(Problem statement) Every line from the one that contains "positive clicks: (91, 311)" to the end of the material below should be output exactly, with both ends included and nothing else.

(Exercise material)
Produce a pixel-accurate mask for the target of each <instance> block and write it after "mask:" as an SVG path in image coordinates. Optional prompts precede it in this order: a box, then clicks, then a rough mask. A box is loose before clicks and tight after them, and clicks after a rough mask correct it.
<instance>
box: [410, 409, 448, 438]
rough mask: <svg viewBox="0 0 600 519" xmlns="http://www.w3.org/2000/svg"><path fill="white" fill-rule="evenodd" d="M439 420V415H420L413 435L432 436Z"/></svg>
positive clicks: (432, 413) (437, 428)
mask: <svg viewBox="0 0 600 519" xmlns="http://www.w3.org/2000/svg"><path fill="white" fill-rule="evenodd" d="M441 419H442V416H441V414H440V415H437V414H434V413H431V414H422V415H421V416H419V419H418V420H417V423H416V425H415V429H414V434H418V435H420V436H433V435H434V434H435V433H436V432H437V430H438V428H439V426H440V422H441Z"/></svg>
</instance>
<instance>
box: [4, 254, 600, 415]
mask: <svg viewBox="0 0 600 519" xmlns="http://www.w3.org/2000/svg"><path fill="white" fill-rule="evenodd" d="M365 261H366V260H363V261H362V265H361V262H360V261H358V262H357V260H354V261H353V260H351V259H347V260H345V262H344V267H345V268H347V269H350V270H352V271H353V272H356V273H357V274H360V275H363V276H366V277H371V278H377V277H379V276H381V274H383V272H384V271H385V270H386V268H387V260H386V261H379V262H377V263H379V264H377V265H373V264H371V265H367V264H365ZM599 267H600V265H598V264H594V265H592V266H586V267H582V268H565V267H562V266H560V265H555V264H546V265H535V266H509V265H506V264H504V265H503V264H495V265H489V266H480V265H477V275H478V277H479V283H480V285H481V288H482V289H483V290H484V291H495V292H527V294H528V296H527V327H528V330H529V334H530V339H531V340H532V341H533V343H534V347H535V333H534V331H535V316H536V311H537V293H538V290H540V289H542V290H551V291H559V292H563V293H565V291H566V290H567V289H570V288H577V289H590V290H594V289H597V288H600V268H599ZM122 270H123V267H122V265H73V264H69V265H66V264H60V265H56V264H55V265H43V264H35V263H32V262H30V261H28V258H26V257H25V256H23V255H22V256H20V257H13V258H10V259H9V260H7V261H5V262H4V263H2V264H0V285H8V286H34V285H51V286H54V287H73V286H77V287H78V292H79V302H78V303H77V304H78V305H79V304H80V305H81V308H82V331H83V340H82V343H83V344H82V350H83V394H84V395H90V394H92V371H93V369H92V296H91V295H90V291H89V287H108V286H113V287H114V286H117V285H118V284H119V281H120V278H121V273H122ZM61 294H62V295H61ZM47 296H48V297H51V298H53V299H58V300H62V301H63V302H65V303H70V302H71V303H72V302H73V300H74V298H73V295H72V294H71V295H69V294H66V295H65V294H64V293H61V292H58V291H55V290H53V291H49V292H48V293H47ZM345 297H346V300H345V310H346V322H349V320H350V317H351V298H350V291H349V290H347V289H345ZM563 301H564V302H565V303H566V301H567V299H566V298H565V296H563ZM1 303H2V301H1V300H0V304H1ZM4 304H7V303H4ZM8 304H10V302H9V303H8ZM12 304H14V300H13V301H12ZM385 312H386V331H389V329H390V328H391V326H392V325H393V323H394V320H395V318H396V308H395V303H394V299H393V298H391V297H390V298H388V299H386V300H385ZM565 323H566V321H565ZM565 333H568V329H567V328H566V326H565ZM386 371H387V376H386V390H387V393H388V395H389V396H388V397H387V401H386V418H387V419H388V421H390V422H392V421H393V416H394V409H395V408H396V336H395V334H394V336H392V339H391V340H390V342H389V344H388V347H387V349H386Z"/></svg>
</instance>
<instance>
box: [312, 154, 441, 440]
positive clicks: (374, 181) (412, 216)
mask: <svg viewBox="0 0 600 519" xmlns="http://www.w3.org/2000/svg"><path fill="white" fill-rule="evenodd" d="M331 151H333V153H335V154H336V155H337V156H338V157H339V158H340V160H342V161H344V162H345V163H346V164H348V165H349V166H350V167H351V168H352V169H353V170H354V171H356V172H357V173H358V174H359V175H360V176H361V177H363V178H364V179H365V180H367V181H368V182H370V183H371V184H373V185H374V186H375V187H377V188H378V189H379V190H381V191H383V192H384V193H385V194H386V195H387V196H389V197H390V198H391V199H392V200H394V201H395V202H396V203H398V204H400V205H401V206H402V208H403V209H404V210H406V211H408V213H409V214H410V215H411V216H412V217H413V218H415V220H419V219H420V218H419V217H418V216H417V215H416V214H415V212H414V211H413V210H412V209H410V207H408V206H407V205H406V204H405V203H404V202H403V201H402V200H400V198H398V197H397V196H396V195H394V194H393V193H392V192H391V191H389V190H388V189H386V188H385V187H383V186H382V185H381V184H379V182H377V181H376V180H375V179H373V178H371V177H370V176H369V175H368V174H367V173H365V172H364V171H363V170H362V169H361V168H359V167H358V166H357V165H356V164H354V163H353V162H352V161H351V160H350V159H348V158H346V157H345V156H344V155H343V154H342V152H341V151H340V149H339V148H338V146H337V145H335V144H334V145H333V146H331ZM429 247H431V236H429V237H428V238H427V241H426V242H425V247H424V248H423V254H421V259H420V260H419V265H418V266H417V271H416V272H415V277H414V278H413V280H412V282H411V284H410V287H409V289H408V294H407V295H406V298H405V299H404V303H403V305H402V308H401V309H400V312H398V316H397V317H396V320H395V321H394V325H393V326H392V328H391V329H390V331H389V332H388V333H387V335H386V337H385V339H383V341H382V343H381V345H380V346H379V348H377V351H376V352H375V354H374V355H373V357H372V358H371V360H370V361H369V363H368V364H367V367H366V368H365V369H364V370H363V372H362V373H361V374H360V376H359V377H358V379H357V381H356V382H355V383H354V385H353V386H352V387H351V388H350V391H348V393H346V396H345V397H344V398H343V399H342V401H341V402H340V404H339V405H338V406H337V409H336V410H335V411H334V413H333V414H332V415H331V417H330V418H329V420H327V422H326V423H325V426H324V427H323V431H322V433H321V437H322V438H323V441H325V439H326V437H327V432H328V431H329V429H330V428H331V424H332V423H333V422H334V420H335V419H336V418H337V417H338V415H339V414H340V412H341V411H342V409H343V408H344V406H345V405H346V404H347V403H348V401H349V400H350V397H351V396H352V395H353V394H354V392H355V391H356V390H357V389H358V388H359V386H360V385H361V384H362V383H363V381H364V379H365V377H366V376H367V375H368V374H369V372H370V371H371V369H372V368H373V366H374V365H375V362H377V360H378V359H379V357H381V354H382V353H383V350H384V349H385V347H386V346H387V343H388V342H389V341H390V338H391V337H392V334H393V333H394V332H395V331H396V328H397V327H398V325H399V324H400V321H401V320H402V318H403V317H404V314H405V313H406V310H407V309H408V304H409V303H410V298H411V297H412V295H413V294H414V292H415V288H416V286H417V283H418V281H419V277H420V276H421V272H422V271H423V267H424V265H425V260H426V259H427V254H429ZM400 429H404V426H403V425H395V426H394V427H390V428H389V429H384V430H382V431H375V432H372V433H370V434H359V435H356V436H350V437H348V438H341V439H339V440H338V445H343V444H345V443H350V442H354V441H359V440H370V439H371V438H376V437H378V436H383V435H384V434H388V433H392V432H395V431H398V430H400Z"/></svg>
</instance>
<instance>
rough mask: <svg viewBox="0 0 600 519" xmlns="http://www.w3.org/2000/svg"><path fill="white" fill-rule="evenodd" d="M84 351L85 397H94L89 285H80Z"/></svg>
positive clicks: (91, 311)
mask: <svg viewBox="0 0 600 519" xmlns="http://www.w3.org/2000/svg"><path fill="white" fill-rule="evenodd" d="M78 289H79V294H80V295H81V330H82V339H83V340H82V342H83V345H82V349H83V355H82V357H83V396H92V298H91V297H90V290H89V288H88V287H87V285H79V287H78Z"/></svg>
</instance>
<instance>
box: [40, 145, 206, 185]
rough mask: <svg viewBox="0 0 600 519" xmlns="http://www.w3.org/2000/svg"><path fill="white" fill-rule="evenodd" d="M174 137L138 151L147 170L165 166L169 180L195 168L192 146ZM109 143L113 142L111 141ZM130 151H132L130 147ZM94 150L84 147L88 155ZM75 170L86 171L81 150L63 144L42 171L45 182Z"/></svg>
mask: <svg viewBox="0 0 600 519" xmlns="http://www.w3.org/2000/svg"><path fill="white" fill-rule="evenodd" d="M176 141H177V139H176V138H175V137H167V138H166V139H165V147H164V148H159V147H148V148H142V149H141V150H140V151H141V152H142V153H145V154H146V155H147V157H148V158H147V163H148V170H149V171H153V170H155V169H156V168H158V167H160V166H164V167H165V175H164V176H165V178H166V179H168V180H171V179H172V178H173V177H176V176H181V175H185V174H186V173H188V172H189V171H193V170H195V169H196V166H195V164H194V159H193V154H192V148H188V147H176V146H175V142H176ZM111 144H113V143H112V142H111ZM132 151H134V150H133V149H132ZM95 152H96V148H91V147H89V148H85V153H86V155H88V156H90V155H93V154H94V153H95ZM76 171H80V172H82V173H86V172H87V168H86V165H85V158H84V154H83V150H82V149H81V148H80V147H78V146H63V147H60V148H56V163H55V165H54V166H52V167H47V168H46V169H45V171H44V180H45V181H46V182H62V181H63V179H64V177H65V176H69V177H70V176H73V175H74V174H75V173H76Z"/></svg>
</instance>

(Solution)
positive clicks: (91, 311)
mask: <svg viewBox="0 0 600 519" xmlns="http://www.w3.org/2000/svg"><path fill="white" fill-rule="evenodd" d="M78 289H79V294H80V295H81V330H82V339H83V340H82V342H83V345H82V349H83V355H82V357H83V396H92V298H91V297H90V290H89V288H88V287H87V285H79V287H78Z"/></svg>
</instance>
<instance>
box: [40, 145, 206, 185]
rough mask: <svg viewBox="0 0 600 519" xmlns="http://www.w3.org/2000/svg"><path fill="white" fill-rule="evenodd" d="M174 137L138 151L147 170L165 166L169 180L195 168L192 146ZM109 143L113 142L111 141ZM130 151H132L130 147ZM94 150L84 147L88 155ZM75 170L86 171L81 150L63 144L42 171L45 182Z"/></svg>
mask: <svg viewBox="0 0 600 519" xmlns="http://www.w3.org/2000/svg"><path fill="white" fill-rule="evenodd" d="M176 141H177V139H176V138H175V137H167V138H166V139H165V147H164V148H159V147H148V148H142V149H141V150H140V151H141V152H142V153H145V154H146V155H147V157H148V158H147V163H148V170H149V171H153V170H155V169H156V168H158V167H160V166H164V167H165V175H164V176H165V178H166V179H168V180H171V179H172V178H173V177H176V176H181V175H185V174H186V173H188V172H189V171H193V170H195V169H196V166H195V164H194V159H193V154H192V148H188V147H176V146H175V142H176ZM111 144H113V143H112V142H111ZM132 151H134V150H133V149H132ZM95 152H96V148H91V147H89V148H85V153H86V155H88V156H90V155H93V154H94V153H95ZM76 171H80V172H82V173H86V172H87V168H86V165H85V158H84V154H83V150H82V149H81V148H80V147H78V146H63V147H60V148H56V163H55V165H54V166H52V167H47V168H46V169H45V171H44V180H45V181H46V182H62V181H63V179H64V177H65V176H69V177H70V176H73V175H74V174H75V173H76Z"/></svg>
</instance>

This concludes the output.